- **TASK INSTRUCTIONS**
Output every record again so that it matches the original word for word.
....................
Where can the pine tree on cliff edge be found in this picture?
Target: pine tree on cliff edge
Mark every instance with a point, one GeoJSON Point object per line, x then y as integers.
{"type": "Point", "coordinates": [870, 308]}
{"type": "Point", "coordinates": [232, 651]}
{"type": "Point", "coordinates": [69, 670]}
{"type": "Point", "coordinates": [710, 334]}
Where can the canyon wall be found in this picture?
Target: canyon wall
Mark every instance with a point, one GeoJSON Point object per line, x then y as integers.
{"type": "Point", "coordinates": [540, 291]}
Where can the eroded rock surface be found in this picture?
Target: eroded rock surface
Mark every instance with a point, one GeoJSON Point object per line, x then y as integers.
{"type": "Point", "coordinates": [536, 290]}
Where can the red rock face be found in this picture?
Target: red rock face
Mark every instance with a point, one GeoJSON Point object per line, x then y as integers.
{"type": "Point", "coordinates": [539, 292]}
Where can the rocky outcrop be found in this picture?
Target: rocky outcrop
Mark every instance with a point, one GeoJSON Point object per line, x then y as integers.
....................
- **THE ANSWER**
Where can the pine tree on cliff edge be found in this picture?
Target: pine tree on cliff edge
Mark every instance with a point, one GeoJSON Point object per line, x then y as integers.
{"type": "Point", "coordinates": [870, 308]}
{"type": "Point", "coordinates": [232, 651]}
{"type": "Point", "coordinates": [69, 670]}
{"type": "Point", "coordinates": [710, 334]}
Where can the canyon wall be found in this picture?
Target: canyon wall
Mark every instance with a point, one GeoJSON Point object per line, x then y as integers.
{"type": "Point", "coordinates": [540, 291]}
Where can the eroded rock surface be found in this picture?
Target: eroded rock surface
Mark every instance with a point, one GeoJSON Point object per line, x then y as integers.
{"type": "Point", "coordinates": [536, 290]}
Where can the red rock face be found in this picture?
Target: red rock face
Mark every instance with a point, one GeoJSON Point object per line, x then y as integers.
{"type": "Point", "coordinates": [539, 292]}
Where can the rocky outcrop be found in this picture?
Target: rocky outcrop
Mark every instance with a point, one GeoJSON Point object per line, x then y as integers.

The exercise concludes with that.